[EXCERPTED TEXT]

----

New Penn Center director envisions visitor destination

According to the Island Packet, new director Michael Campi wants to take the Penn Center experience to the next level – “not just looking, but doing.”

The new executive director of the Penn Center says the site has an important story to tell that should attract visitors on its own merits to learn about the culture of slave descendants on South Carolina’s sea islands.

“I’m trying to turn Penn into a destination — not just a place you go to on a rainy day while you’re on vacation,” Michael Campi told the Associated Press during a recent interview.

Campi has been on the job for about four months at the center that during its first 150 years has served as a school for freed slaves, a Jim Crow-era industrial school and a retreat center for leaders of the civil rights movement — most notably the Rev. Martin Luther King Jr.

The center, with 19 buildings and a museum about a two-hour drive southwest of Charleston, is the nation’s only national historic landmark district owned and operated by a minority. Its mission is to not only tell the story of the Gullah past, but work to preserve the culture today threatened by rapid coastal development.

Gullah is the name of the culture of descendants of sea island slaves in the Carolinas.

----

[Records taken from a dataset]

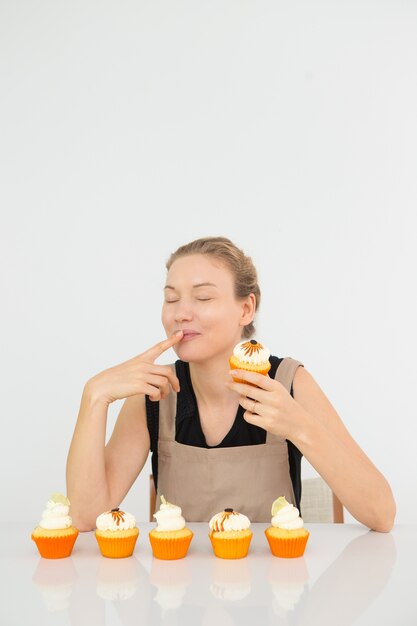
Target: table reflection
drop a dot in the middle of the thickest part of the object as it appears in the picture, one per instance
(55, 584)
(203, 589)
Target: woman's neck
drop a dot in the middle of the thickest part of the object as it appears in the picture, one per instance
(208, 380)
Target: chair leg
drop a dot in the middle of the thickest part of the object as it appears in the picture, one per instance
(152, 498)
(338, 517)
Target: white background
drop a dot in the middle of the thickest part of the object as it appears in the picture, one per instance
(129, 128)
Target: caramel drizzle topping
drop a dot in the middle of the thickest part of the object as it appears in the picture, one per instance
(117, 515)
(218, 524)
(250, 347)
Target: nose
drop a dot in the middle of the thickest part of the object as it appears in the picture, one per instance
(183, 313)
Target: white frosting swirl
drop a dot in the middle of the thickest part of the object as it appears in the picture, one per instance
(55, 516)
(288, 518)
(229, 520)
(169, 517)
(115, 520)
(254, 354)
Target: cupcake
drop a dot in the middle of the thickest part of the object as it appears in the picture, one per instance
(251, 356)
(170, 539)
(230, 535)
(287, 536)
(116, 533)
(55, 536)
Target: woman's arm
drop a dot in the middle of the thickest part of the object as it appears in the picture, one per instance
(99, 476)
(311, 423)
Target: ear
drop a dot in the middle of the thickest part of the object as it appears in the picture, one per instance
(248, 310)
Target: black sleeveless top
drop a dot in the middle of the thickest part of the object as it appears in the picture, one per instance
(188, 429)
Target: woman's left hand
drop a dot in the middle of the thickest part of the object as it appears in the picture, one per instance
(268, 404)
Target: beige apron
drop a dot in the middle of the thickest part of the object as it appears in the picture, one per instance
(204, 481)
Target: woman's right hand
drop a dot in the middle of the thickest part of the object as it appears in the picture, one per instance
(136, 376)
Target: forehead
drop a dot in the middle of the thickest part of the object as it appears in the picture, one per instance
(195, 269)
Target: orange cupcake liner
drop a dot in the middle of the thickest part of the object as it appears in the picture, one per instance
(55, 547)
(231, 548)
(287, 548)
(117, 547)
(242, 366)
(170, 549)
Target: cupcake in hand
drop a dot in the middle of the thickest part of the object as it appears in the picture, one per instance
(116, 533)
(55, 536)
(170, 539)
(287, 536)
(251, 356)
(230, 535)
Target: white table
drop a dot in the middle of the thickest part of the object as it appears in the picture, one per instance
(348, 575)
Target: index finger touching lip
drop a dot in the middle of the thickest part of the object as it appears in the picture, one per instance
(164, 345)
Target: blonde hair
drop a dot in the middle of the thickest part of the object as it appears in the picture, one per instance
(241, 266)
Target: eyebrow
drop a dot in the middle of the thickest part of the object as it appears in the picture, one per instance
(194, 286)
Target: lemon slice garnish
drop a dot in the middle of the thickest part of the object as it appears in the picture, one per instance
(59, 498)
(278, 504)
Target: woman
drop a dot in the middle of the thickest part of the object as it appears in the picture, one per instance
(215, 442)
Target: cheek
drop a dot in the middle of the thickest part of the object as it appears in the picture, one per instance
(166, 317)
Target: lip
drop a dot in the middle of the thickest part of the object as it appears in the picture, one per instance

----

[AIM OF THE EXERCISE]
Set down the part of the Penn Center article starting with "According to the" and going on through "Luther King Jr.", word for word.

[OUTPUT OF THE TASK]
According to the Island Packet, new director Michael Campi wants to take the Penn Center experience to the next level – “not just looking, but doing.”

The new executive director of the Penn Center says the site has an important story to tell that should attract visitors on its own merits to learn about the culture of slave descendants on South Carolina’s sea islands.

“I’m trying to turn Penn into a destination — not just a place you go to on a rainy day while you’re on vacation,” Michael Campi told the Associated Press during a recent interview.

Campi has been on the job for about four months at the center that during its first 150 years has served as a school for freed slaves, a Jim Crow-era industrial school and a retreat center for leaders of the civil rights movement — most notably the Rev. Martin Luther King Jr.